- Text:
┄┄┄┄┄┄┄┄┄┄

For all assays, LNCaP cells were seeded at a density of 1 × 104 cells/mL in 96-well plates with regular growth medium (RPMI 1640 supplemented with FBS and antibiotics) and experiments were carried out on the following day. The effect of HHP on LNCaP cells was assessed by MTT assays. LNCaP cells were treated with the HHP (0, 10, 50, 300 µg/mL) and incubated for 72 h. The MTT assay was performed using the EZ-Cytox Cell Viability Assay Kit (Daeil Lab Service, Seoul, Korea) according to the manufacturer's protocol.

┄┄┄┄┄┄┄┄┄┄

Saved entries:
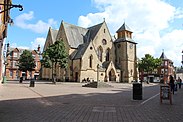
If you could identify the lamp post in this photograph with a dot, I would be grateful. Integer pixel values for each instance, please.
(4, 77)
(10, 6)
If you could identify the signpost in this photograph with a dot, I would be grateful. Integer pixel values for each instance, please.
(165, 93)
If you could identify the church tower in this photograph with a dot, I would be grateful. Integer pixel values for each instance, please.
(126, 59)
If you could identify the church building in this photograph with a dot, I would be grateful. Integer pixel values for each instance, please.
(94, 54)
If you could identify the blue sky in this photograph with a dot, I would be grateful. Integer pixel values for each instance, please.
(157, 24)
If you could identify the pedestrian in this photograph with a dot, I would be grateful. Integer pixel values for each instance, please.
(179, 82)
(172, 84)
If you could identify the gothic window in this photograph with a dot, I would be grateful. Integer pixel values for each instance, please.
(100, 51)
(104, 42)
(90, 61)
(107, 54)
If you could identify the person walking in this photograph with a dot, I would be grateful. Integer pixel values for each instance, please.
(179, 82)
(172, 84)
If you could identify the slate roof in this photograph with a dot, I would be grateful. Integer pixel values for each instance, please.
(79, 37)
(124, 27)
(124, 39)
(74, 34)
(53, 34)
(94, 30)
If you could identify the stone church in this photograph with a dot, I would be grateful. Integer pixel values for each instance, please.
(94, 54)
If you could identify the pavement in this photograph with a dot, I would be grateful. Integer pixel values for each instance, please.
(70, 102)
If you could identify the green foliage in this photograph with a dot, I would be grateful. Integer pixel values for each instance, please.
(26, 61)
(148, 63)
(55, 55)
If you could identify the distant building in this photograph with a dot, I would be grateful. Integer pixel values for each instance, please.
(161, 73)
(12, 72)
(179, 71)
(94, 54)
(4, 21)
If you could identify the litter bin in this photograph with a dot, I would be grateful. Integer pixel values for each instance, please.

┄┄┄┄┄┄┄┄┄┄

- Actions to take:
• a. According to the cell assay text, how long were LNCaP cells incubated after treatment with HHP?
• b. Echo the cell assay text from "For all assays, LNCaP" up to and including "the manufacturer's protocol.".

- Answers to the tasks:
• a. 72 h.

• b.
For all assays, LNCaP cells were seeded at a density of 1 × 104 cells/mL in 96-well plates with regular growth medium (RPMI 1640 supplemented with FBS and antibiotics) and experiments were carried out on the following day. The effect of HHP on LNCaP cells was assessed by MTT assays. LNCaP cells were treated with the HHP (0, 10, 50, 300 µg/mL) and incubated for 72 h. The MTT assay was performed using the EZ-Cytox Cell Viability Assay Kit (Daeil Lab Service, Seoul, Korea) according to the manufacturer's protocol.